## TEXT BLOCK
━━━━

Mechanical Engineering students at Northeastern University are introduced to research skills and information literacy at several points during the undergraduate curriculum, including a recently introduced first-year engineering workshop and a required technical writing in the discipline course. There are also two writing intensive courses that require background research to inform lab reports and research presentations. When students reach Capstone Design, project reports show vastly different levels of proficiency in information literacy skills. The goal of this study was to assess which information literacy skills were poorly learned and retained by the students, in order to inform potential adjustments in the earlier curriculum. Additional support in Capstone Design may also be developed based on these results.

━━━━

## PROBLEMS AND TASKS
1. Locate each line of the records containing the word "tractor" and copy those lines.
2. Carry on the passage about information literacy among mechanical engineering students, starting right after its final sentence.
The passage on information literacy in mechanical engineering has no connection to the records.

━━━━

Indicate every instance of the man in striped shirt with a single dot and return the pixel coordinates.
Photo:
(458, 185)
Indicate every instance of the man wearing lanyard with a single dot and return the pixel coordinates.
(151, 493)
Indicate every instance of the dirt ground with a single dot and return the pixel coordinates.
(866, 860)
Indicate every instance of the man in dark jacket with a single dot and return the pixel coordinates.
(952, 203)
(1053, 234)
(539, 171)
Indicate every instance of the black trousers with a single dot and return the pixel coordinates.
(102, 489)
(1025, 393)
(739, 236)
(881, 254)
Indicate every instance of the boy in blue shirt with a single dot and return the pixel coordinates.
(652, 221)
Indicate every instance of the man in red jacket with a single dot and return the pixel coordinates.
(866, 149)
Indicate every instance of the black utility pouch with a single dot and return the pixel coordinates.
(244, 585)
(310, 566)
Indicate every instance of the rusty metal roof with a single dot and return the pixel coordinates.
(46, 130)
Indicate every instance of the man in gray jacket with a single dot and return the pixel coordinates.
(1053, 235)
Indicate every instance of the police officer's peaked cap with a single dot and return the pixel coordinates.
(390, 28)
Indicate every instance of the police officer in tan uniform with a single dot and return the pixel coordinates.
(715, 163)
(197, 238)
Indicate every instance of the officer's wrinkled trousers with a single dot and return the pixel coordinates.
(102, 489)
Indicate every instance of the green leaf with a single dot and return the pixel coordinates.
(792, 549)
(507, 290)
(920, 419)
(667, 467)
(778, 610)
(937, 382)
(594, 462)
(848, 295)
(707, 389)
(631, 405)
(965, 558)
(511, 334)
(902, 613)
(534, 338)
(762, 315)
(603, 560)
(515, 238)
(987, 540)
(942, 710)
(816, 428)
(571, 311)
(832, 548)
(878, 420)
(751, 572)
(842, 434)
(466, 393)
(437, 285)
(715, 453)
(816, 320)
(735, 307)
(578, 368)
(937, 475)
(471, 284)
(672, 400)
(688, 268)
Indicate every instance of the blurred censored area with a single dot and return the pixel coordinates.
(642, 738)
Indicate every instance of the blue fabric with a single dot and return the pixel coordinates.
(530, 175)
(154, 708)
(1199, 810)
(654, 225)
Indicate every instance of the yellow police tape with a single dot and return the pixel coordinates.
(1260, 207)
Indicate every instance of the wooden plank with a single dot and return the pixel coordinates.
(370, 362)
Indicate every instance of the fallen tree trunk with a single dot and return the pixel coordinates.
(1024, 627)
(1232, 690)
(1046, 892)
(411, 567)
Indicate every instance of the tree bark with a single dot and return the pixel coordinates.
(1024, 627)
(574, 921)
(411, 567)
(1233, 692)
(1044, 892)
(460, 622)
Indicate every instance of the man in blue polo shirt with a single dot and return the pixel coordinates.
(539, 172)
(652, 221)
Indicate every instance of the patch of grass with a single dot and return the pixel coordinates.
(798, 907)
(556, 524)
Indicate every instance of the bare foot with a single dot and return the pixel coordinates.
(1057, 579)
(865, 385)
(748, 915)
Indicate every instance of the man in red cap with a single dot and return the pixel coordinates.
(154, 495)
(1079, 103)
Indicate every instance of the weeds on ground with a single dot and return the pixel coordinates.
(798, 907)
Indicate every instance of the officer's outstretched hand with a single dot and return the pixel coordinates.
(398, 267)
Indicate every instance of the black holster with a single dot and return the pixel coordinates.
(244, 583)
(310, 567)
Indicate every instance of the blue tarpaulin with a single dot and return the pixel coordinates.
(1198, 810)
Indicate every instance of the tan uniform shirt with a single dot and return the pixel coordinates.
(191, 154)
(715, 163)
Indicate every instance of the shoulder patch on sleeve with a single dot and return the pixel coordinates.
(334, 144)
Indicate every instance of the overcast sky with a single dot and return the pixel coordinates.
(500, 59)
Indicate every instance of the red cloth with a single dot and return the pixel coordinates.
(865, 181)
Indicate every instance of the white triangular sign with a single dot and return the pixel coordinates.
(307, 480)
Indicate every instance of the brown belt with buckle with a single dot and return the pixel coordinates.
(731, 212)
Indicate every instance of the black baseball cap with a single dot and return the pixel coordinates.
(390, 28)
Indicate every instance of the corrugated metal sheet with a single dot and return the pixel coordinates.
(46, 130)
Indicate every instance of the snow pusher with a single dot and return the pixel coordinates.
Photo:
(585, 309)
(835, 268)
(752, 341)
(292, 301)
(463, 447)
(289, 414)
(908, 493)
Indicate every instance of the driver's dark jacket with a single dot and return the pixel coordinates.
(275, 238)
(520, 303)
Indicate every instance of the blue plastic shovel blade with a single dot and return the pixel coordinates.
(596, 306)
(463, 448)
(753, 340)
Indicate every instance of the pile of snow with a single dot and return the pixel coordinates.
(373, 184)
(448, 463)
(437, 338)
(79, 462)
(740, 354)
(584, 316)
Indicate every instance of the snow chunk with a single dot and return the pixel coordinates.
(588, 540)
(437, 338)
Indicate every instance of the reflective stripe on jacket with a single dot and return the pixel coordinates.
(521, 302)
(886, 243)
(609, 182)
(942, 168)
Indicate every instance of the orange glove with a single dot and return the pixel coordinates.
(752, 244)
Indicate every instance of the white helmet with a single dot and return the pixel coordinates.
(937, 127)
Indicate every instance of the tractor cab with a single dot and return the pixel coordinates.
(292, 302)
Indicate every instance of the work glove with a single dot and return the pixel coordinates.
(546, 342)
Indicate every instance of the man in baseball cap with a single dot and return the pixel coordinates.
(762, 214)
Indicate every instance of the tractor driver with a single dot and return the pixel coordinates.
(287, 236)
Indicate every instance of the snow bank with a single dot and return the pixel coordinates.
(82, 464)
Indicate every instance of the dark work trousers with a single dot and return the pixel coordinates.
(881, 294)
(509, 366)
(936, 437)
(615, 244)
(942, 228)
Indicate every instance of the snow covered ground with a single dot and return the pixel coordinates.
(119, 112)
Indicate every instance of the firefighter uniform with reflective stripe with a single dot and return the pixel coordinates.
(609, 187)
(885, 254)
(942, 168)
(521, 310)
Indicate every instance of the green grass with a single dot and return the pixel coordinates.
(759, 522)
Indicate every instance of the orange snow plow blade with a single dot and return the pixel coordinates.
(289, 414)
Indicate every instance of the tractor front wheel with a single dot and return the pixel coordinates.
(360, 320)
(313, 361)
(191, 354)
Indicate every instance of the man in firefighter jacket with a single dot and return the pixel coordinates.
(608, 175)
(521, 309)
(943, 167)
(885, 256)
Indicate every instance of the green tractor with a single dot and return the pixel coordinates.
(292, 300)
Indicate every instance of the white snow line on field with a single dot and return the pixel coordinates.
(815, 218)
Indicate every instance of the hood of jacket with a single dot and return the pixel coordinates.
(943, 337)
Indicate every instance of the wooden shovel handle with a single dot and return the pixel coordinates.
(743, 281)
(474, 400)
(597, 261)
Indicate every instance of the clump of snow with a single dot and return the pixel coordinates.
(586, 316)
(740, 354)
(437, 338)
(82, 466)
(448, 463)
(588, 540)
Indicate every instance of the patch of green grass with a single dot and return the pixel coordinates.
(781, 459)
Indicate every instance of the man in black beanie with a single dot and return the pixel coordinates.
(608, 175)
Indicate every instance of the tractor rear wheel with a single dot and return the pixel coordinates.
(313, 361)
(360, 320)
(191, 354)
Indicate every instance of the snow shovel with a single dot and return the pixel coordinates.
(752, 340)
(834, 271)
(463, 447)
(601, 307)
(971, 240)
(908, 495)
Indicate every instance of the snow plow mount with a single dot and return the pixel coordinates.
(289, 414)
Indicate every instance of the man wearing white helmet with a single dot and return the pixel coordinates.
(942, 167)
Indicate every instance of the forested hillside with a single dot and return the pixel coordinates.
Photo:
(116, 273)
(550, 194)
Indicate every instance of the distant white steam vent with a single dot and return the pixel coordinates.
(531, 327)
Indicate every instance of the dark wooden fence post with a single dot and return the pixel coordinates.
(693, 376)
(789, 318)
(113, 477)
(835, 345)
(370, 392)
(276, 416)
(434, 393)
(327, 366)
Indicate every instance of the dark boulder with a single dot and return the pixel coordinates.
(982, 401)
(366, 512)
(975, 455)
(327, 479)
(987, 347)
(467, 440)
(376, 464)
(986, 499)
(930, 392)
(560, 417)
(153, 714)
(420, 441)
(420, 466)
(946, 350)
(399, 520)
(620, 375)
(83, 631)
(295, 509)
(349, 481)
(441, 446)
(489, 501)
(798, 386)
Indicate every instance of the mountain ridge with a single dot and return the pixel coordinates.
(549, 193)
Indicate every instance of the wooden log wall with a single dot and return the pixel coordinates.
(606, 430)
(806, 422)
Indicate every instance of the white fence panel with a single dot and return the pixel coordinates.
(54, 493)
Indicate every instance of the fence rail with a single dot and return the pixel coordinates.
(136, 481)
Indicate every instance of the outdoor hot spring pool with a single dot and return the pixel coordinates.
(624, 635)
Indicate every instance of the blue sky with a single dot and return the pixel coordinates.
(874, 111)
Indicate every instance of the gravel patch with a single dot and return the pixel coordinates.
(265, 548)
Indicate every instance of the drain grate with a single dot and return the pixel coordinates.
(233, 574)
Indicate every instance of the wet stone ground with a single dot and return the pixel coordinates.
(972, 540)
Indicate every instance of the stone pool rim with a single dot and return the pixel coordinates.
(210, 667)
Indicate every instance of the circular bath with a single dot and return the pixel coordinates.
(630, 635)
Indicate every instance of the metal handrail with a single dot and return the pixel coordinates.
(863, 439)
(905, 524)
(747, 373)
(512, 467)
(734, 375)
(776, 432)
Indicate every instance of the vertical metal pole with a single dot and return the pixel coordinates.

━━━━

## RESULTS IN ORDER
1.
Indicate every instance of the tractor cab with a single dot and return the pixel coordinates.
Indicate every instance of the tractor driver with a single dot and return the pixel coordinates.
Indicate every instance of the tractor front wheel with a single dot and return the pixel coordinates.
Indicate every instance of the green tractor with a single dot and return the pixel coordinates.
Indicate every instance of the tractor rear wheel with a single dot and return the pixel coordinates.

2.
A sample of 26 reports from a Capstone 1 class conducted in Summer 2021 were rated using a customized version of the VALUE rubric for Information Literacy (IL). Results show that students were most proficient in paraphrasing from sources, selecting high quality sources, choosing a variety of information sources, and citing sources accurately. They struggled more with higher order, more contextually dependent skills like determining the extent of information needed and synthesizing information from multiple sources to achieve a specific purpose such as justifying a course of action. Additionally, project type was observed to have more of an impact on IL rubric scores than students’ previous participation in IL workshops or writing intensive courses. Results suggest that more practice with higher order skills in context of the engineering design process at additional points during the curriculum may be necessary to enable students to retain these skills. Additional recommendations based on the analysis include making IL requirements in the Capstone grading rubric more explicit and granular, and combining engineering subject matter experts and engineering librarians to collectively score students’ work. This may be a path to enabling more rubric-based assessments of IL in the engineering discipline.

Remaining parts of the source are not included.